◆ WHAT IS BEING ASKED ◆
In the lines from the one containing "Task: mark one dot on every instance of the wooden pole" through the end of the listing, inclusive, replace "wooden pole" with "timber post" and reproduce those lines with everything else unchanged.

Dataset entries:
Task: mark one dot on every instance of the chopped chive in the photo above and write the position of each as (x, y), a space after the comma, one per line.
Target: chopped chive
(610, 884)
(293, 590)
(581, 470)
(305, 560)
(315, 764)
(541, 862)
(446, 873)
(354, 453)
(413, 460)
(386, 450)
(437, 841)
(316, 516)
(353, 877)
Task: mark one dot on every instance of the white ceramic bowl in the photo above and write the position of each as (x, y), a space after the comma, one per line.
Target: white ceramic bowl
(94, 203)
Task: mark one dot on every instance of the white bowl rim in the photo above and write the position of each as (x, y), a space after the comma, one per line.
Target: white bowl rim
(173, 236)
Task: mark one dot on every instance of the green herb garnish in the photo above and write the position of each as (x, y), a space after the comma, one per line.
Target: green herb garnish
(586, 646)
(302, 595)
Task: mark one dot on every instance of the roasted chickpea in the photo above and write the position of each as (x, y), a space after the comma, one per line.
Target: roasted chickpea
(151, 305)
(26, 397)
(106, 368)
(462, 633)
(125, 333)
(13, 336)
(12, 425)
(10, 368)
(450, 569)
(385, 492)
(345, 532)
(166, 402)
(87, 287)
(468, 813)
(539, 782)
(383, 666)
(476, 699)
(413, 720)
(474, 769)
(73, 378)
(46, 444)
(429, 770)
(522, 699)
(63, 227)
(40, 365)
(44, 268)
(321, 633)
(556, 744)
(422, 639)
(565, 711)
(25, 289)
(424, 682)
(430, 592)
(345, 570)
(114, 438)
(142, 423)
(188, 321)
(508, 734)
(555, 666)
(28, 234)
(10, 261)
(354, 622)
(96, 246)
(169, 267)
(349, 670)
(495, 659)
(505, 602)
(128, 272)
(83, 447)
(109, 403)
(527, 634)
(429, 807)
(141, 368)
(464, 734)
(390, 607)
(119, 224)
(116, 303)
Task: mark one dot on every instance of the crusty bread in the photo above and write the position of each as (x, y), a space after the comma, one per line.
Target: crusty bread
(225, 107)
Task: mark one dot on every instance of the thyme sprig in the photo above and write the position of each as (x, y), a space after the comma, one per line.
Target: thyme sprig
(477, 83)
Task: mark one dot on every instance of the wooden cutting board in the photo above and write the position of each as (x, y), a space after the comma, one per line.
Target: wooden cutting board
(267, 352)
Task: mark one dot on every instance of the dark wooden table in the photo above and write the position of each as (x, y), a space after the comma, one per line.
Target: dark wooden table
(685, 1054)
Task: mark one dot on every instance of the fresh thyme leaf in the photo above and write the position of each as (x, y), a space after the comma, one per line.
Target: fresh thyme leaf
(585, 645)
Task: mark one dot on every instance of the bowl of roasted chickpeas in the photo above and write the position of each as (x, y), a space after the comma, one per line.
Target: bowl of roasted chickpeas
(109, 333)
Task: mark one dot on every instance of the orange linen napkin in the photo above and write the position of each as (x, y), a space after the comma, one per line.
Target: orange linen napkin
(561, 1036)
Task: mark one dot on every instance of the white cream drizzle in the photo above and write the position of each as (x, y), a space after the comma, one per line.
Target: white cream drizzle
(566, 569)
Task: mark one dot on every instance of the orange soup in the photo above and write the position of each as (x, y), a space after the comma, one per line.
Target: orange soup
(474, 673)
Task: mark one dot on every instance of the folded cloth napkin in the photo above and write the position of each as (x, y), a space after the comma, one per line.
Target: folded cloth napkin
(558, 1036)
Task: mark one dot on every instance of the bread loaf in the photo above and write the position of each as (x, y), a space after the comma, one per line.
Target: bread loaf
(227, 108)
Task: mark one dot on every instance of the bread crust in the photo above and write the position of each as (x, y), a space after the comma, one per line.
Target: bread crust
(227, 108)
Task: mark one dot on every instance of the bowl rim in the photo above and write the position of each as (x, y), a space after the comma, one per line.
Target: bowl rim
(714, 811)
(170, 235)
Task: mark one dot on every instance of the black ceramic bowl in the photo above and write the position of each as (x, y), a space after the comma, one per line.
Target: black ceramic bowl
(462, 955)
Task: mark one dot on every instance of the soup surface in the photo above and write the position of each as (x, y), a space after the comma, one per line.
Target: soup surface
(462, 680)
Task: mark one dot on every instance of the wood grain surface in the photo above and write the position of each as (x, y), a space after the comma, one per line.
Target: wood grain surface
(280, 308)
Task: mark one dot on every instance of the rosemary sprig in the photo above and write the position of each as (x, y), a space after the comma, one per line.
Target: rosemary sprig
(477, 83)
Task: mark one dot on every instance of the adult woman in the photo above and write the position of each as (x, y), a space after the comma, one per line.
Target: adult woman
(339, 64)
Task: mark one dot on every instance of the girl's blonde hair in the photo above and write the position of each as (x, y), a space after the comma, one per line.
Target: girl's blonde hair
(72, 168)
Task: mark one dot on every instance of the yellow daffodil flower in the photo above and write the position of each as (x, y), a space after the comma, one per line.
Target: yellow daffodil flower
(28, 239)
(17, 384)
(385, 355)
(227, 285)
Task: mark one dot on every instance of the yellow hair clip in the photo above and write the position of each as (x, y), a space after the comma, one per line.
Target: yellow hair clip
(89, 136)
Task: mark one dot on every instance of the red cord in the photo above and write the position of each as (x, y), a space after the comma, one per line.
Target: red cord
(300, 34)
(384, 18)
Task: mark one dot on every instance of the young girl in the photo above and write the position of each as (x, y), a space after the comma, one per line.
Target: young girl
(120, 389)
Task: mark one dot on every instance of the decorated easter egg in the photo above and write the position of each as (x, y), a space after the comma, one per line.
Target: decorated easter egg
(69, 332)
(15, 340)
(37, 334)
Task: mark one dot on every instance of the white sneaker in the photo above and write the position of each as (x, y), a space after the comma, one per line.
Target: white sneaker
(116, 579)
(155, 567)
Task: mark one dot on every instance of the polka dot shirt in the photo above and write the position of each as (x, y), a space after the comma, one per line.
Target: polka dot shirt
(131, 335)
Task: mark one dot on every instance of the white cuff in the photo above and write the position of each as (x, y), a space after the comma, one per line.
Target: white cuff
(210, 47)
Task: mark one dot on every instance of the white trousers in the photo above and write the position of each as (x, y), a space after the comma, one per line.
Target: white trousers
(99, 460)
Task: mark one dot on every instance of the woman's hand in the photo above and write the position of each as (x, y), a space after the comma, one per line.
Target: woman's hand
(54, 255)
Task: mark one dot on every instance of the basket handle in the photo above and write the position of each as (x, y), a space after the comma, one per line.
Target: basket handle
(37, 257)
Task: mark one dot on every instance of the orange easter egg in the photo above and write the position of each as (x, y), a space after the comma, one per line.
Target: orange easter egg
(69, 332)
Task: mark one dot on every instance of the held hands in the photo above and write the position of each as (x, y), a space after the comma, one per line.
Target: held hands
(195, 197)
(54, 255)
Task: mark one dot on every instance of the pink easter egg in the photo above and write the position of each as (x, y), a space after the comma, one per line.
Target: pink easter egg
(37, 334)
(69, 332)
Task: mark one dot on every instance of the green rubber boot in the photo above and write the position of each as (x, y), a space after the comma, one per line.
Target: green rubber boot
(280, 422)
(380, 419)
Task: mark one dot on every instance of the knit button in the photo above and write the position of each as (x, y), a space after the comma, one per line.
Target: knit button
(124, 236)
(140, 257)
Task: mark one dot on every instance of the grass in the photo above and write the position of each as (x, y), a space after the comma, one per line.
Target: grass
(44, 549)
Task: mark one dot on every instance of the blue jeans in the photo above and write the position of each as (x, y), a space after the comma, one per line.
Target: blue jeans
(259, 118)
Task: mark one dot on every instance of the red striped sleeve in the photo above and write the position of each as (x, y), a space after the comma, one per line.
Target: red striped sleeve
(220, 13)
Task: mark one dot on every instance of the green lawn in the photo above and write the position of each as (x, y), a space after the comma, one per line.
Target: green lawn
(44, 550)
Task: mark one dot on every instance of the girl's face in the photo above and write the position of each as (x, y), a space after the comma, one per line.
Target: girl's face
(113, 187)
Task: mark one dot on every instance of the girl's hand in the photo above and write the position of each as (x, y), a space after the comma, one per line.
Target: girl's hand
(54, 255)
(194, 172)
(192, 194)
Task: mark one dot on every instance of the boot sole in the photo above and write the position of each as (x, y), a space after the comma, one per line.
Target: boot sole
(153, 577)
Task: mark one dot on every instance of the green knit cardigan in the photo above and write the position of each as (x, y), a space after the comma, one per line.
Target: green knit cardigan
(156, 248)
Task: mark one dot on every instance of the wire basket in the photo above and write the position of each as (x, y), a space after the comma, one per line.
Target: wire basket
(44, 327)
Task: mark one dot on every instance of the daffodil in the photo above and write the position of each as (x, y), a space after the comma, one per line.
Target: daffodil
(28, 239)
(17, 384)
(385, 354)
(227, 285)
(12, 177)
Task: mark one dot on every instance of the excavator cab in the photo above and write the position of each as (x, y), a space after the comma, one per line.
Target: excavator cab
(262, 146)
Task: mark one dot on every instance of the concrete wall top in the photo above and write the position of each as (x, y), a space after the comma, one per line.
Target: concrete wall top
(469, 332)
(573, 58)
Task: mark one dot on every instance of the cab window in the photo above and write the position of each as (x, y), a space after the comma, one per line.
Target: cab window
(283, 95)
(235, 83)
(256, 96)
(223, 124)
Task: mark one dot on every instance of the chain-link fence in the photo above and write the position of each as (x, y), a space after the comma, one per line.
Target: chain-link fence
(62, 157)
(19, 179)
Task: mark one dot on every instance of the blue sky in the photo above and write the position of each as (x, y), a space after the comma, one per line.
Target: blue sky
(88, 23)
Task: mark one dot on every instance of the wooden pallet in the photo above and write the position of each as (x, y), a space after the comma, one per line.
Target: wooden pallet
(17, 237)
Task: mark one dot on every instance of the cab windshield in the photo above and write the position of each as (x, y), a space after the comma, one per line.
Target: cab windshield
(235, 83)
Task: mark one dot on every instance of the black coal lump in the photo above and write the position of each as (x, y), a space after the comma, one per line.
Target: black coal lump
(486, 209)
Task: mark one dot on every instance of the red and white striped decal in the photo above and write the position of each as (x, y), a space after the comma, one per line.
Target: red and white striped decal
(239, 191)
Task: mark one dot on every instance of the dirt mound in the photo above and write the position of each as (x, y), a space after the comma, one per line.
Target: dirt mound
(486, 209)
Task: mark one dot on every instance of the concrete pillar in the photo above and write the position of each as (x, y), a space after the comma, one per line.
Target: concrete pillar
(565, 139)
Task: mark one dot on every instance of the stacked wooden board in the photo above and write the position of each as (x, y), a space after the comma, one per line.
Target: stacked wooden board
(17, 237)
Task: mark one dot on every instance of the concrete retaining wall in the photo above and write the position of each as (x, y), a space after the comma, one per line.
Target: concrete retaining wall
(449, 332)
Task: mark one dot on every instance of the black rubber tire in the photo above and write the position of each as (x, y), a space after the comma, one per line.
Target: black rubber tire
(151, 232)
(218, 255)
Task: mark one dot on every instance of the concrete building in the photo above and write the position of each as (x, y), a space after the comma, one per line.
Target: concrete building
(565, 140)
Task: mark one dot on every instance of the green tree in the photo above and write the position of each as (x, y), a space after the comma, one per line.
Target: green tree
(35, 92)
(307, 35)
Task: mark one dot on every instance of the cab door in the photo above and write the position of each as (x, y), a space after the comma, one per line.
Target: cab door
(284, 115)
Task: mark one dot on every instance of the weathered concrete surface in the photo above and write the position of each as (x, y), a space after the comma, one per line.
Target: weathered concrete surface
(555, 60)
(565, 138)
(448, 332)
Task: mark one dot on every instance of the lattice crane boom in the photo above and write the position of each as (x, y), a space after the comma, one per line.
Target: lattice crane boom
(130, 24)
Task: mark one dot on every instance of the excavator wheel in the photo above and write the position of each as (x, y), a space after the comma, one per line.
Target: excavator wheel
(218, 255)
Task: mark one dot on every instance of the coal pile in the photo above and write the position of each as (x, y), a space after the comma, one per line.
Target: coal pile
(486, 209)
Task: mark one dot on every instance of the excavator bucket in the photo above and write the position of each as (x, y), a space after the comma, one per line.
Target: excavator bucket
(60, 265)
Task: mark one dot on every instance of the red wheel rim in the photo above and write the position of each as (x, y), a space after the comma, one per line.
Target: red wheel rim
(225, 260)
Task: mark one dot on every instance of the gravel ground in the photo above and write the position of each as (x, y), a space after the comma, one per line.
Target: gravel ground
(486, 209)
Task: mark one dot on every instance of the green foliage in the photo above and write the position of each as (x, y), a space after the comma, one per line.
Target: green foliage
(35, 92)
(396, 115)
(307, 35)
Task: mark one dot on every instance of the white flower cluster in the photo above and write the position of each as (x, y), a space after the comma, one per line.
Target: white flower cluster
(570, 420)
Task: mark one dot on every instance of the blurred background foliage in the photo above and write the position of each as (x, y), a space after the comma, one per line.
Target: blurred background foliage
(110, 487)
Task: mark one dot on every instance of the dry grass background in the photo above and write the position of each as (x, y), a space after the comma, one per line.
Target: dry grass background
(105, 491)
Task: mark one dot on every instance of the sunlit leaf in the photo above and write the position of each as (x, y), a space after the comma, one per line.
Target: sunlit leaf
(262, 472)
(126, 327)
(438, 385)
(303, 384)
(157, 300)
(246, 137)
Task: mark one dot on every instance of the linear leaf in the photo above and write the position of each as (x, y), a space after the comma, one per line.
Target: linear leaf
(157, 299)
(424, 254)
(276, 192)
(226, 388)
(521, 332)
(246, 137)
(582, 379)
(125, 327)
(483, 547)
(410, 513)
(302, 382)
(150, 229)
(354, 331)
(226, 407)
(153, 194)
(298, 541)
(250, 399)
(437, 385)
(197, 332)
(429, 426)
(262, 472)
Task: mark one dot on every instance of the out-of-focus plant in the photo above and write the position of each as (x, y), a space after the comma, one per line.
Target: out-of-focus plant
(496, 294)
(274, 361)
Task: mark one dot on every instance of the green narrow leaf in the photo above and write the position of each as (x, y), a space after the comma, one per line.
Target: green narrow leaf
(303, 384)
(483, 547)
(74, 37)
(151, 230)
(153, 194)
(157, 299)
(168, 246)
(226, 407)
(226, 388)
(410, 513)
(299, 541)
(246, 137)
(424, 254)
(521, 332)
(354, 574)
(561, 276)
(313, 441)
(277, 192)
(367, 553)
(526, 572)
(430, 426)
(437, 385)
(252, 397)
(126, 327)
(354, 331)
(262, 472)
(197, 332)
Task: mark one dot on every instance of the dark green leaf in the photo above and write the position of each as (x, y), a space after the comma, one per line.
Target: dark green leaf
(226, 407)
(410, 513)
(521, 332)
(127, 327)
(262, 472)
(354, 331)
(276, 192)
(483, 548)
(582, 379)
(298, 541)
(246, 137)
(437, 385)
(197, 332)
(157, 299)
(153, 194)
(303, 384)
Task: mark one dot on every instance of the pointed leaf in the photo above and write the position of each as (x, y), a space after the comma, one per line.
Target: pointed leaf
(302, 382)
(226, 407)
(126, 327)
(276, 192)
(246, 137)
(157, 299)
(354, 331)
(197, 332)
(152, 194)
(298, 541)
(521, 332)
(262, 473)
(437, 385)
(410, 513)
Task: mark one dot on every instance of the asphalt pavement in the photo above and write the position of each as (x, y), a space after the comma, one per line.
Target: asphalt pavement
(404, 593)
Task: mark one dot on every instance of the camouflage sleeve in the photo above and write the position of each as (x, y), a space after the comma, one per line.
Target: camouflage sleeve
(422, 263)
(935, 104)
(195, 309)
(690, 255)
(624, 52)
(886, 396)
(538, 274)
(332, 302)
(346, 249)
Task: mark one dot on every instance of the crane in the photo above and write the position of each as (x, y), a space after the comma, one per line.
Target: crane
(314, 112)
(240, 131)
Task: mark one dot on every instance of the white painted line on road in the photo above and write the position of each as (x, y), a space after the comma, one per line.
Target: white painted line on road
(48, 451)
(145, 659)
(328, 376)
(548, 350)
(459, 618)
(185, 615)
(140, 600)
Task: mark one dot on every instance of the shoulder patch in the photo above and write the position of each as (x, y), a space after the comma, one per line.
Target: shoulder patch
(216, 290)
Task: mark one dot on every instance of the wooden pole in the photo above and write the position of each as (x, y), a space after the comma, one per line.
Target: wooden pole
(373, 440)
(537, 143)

◆ COMPLETE RESPONSE ◆
Task: mark one dot on every instance of the timber post in the photo above and write the position of each as (x, y), a space after the comma, one per line.
Target: timber post
(373, 440)
(537, 143)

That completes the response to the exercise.